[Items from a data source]
::::::::

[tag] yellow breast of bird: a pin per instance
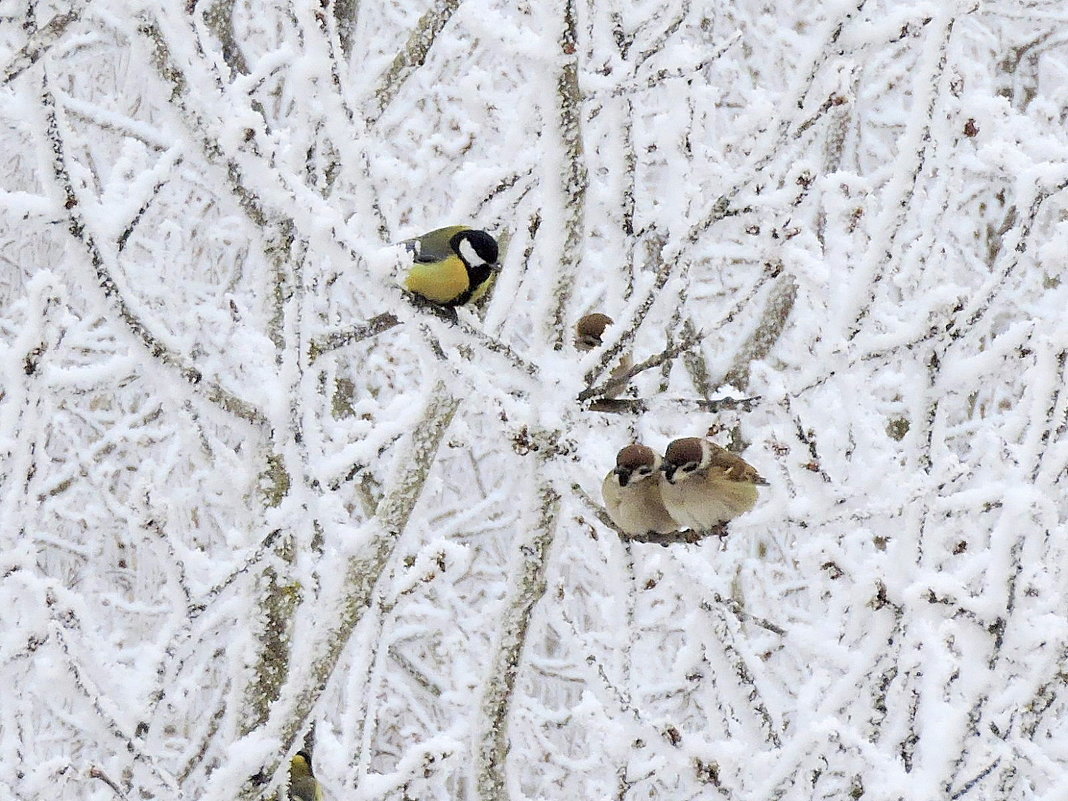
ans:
(440, 282)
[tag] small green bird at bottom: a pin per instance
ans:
(303, 786)
(453, 266)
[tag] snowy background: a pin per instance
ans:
(236, 520)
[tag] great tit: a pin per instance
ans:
(631, 492)
(303, 786)
(704, 486)
(452, 266)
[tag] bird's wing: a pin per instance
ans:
(434, 246)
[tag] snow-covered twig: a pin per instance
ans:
(528, 586)
(40, 42)
(223, 398)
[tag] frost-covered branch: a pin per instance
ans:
(528, 586)
(40, 42)
(223, 398)
(362, 570)
(575, 178)
(413, 53)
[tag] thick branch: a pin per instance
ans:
(298, 696)
(574, 173)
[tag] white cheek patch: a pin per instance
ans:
(468, 253)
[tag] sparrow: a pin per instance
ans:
(303, 786)
(704, 485)
(631, 492)
(587, 335)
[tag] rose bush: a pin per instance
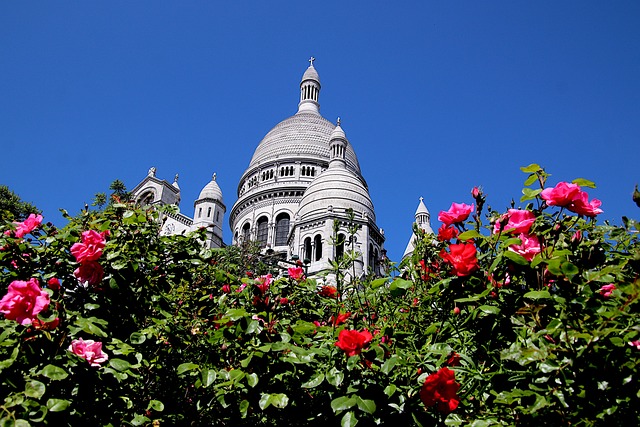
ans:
(526, 316)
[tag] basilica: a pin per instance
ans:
(302, 196)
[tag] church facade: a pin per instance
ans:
(302, 195)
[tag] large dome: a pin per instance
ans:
(305, 135)
(339, 188)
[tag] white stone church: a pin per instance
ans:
(303, 177)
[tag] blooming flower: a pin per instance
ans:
(263, 283)
(458, 212)
(462, 257)
(27, 226)
(573, 198)
(352, 342)
(90, 248)
(296, 273)
(89, 350)
(89, 272)
(440, 389)
(517, 221)
(340, 319)
(446, 233)
(23, 301)
(563, 194)
(529, 247)
(328, 291)
(607, 290)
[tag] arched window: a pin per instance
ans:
(263, 230)
(307, 249)
(317, 241)
(282, 229)
(371, 258)
(340, 246)
(246, 232)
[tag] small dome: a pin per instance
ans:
(340, 188)
(211, 190)
(338, 133)
(310, 74)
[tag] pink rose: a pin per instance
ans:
(89, 350)
(529, 247)
(563, 194)
(458, 212)
(582, 206)
(518, 221)
(607, 290)
(263, 283)
(296, 273)
(23, 301)
(89, 272)
(27, 226)
(573, 198)
(90, 249)
(462, 257)
(446, 233)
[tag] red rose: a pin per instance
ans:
(352, 342)
(441, 389)
(462, 257)
(328, 291)
(446, 233)
(458, 212)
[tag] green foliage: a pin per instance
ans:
(192, 339)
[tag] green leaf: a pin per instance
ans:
(537, 295)
(517, 258)
(469, 234)
(366, 405)
(529, 194)
(54, 373)
(57, 405)
(349, 420)
(390, 390)
(315, 381)
(252, 379)
(244, 408)
(489, 309)
(156, 405)
(388, 365)
(335, 377)
(119, 364)
(532, 168)
(584, 183)
(343, 403)
(379, 282)
(184, 367)
(137, 338)
(34, 389)
(208, 377)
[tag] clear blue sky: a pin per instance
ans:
(435, 97)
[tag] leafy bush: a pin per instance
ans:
(527, 317)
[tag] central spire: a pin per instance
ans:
(309, 90)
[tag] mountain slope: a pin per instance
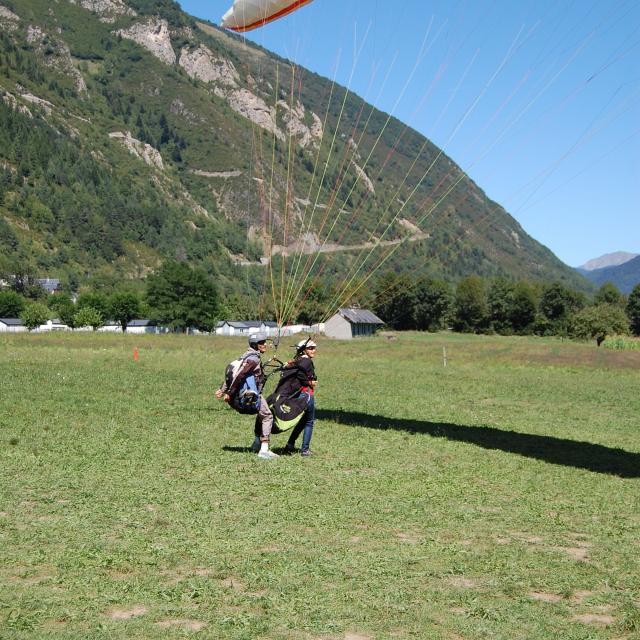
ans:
(608, 260)
(625, 276)
(132, 133)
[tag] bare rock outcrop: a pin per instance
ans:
(294, 118)
(154, 36)
(255, 109)
(203, 64)
(140, 149)
(12, 101)
(41, 102)
(360, 172)
(56, 55)
(107, 10)
(8, 20)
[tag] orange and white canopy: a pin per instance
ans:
(245, 15)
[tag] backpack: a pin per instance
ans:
(287, 410)
(247, 398)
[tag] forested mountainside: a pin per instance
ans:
(131, 133)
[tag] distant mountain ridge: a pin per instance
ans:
(625, 276)
(131, 133)
(608, 260)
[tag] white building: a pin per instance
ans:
(11, 325)
(245, 327)
(53, 325)
(351, 323)
(144, 326)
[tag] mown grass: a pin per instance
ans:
(496, 497)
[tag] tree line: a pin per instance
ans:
(477, 305)
(181, 297)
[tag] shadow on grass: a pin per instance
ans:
(569, 453)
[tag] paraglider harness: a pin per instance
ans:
(247, 399)
(289, 401)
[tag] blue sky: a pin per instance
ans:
(537, 100)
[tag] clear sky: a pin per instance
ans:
(537, 100)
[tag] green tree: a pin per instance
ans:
(96, 301)
(500, 301)
(88, 317)
(124, 306)
(433, 302)
(524, 304)
(182, 297)
(62, 305)
(34, 314)
(598, 322)
(313, 304)
(11, 304)
(557, 307)
(633, 310)
(609, 294)
(470, 307)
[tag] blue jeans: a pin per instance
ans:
(305, 426)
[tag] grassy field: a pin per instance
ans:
(497, 497)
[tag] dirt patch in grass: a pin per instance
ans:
(408, 538)
(189, 625)
(233, 583)
(461, 581)
(594, 618)
(542, 596)
(580, 554)
(578, 597)
(127, 614)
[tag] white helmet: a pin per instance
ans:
(254, 338)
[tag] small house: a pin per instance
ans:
(50, 285)
(246, 327)
(143, 326)
(352, 323)
(11, 325)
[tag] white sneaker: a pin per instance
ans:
(267, 455)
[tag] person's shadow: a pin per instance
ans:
(571, 453)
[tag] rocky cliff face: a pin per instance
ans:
(8, 20)
(107, 10)
(153, 35)
(140, 149)
(55, 54)
(203, 64)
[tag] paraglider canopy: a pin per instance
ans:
(246, 15)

::::::::

* Goal of the exercise *
From start to finish, output the listing exactly, but omit its pictures.

* Answer to the problem *
[tag] yellow breast of bird: a pin per instance
ans:
(440, 282)
[tag] small green bird at bottom: a pin per instance
ans:
(303, 786)
(453, 266)
[tag] snowy background: a pin per instance
ans:
(236, 520)
[tag] great tit: a pin per instance
ans:
(631, 492)
(303, 786)
(704, 486)
(452, 266)
[tag] bird's wing: a pin per instance
ans:
(434, 246)
[tag] snow-covered twig: a pin per instance
ans:
(528, 586)
(40, 42)
(223, 398)
[tag] frost-covered branch: a pin per instance
ans:
(528, 586)
(40, 42)
(223, 398)
(362, 570)
(575, 178)
(413, 53)
[tag] thick branch: a pin per instance
ans:
(298, 696)
(574, 173)
[tag] white cheek patch: a pin per instance
ans:
(468, 253)
[tag] sparrow: a pin per instance
ans:
(303, 786)
(704, 485)
(631, 492)
(587, 335)
[tag] rose bush: a pin per instance
ans:
(526, 316)
[tag] basilica: a pin per instance
ans:
(302, 196)
[tag] church facade: a pin per instance
ans:
(302, 195)
[tag] large dome: a pin per instance
ans:
(305, 135)
(339, 188)
[tag] white stone church: a pin per instance
ans:
(303, 177)
[tag] blooming flower: a pin per instance
ans:
(263, 283)
(458, 212)
(462, 257)
(27, 226)
(573, 198)
(352, 342)
(90, 248)
(296, 273)
(89, 350)
(89, 272)
(440, 389)
(517, 221)
(340, 319)
(446, 233)
(23, 301)
(563, 194)
(529, 247)
(328, 291)
(607, 290)
[tag] arched window: a pin per instance
ans:
(263, 230)
(307, 249)
(317, 241)
(282, 229)
(371, 258)
(340, 246)
(246, 232)
[tag] small dome: a pin per instance
ans:
(340, 188)
(211, 190)
(338, 133)
(310, 74)
[tag] pink rose: a pin per instance
ans:
(89, 350)
(529, 247)
(563, 194)
(458, 212)
(582, 206)
(518, 221)
(607, 290)
(263, 283)
(296, 273)
(23, 301)
(89, 272)
(27, 226)
(573, 198)
(90, 249)
(462, 257)
(446, 233)
[tag] red rose: a pin per instance
ans:
(352, 342)
(441, 389)
(462, 257)
(328, 291)
(446, 233)
(458, 212)
[tag] green foliage: a pin per instance
ans:
(192, 339)
[tag] green leaf: a pin per instance
ans:
(537, 295)
(517, 258)
(469, 234)
(366, 405)
(529, 194)
(54, 373)
(57, 405)
(349, 420)
(390, 390)
(315, 381)
(252, 379)
(244, 408)
(489, 309)
(156, 405)
(388, 365)
(335, 377)
(119, 364)
(532, 168)
(584, 183)
(343, 403)
(379, 282)
(184, 367)
(137, 338)
(34, 389)
(208, 377)
[tag] clear blue sky: a pin per instance
ans:
(435, 97)
[tag] leafy bush: a pin per instance
ans:
(527, 317)
[tag] central spire: a pin per instance
ans:
(309, 90)
[tag] mountain slope: a pin per instance
ans:
(608, 260)
(625, 276)
(132, 133)
[tag] bare rock outcrop: a pin per instance
ans:
(294, 118)
(154, 36)
(255, 109)
(203, 64)
(140, 149)
(12, 101)
(41, 102)
(360, 172)
(56, 55)
(107, 10)
(8, 20)
[tag] orange and white canopy: a pin per instance
ans:
(245, 15)
[tag] backpack: a pin per instance
ans:
(287, 410)
(247, 398)
[tag] forested mountainside: a pin per instance
ans:
(131, 133)
[tag] distant mountain ridge: a pin per instance
ans:
(625, 276)
(131, 133)
(608, 260)
[tag] white building: a pin per instance
ans:
(11, 325)
(245, 327)
(53, 325)
(351, 323)
(144, 326)
[tag] mown grass: a pin per instance
ans:
(496, 497)
[tag] tree line: a pin per instance
ans:
(477, 305)
(181, 297)
[tag] shadow on grass: a pin per instance
ans:
(569, 453)
[tag] paraglider harness: a pin per instance
ans:
(247, 399)
(289, 401)
[tag] blue sky: a pin per instance
ans:
(537, 100)
[tag] clear sky: a pin per instance
ans:
(537, 100)
[tag] green tree: a pin per instance
ans:
(96, 301)
(500, 301)
(88, 317)
(124, 306)
(433, 302)
(524, 304)
(182, 297)
(62, 305)
(34, 314)
(598, 322)
(313, 304)
(11, 304)
(557, 307)
(633, 310)
(609, 294)
(470, 307)
[tag] blue jeans: a pin per instance
ans:
(305, 426)
[tag] grassy field: a pin per instance
ans:
(497, 497)
[tag] dirt patch in grass: a pin per instance
ans:
(408, 538)
(189, 625)
(233, 583)
(461, 581)
(594, 618)
(542, 596)
(580, 554)
(578, 597)
(127, 614)
[tag] white helmet: a pin per instance
ans:
(254, 338)
[tag] small house: a pin per instance
ans:
(50, 285)
(246, 327)
(143, 326)
(352, 323)
(11, 325)
[tag] white sneaker: a pin per instance
ans:
(267, 455)
[tag] person's shadow: a pin per instance
ans:
(571, 453)
[tag] rocky cliff face: a pin per instance
ans:
(8, 20)
(107, 10)
(153, 35)
(140, 149)
(55, 54)
(203, 64)
[tag] paraglider canopy: a pin per instance
ans:
(246, 15)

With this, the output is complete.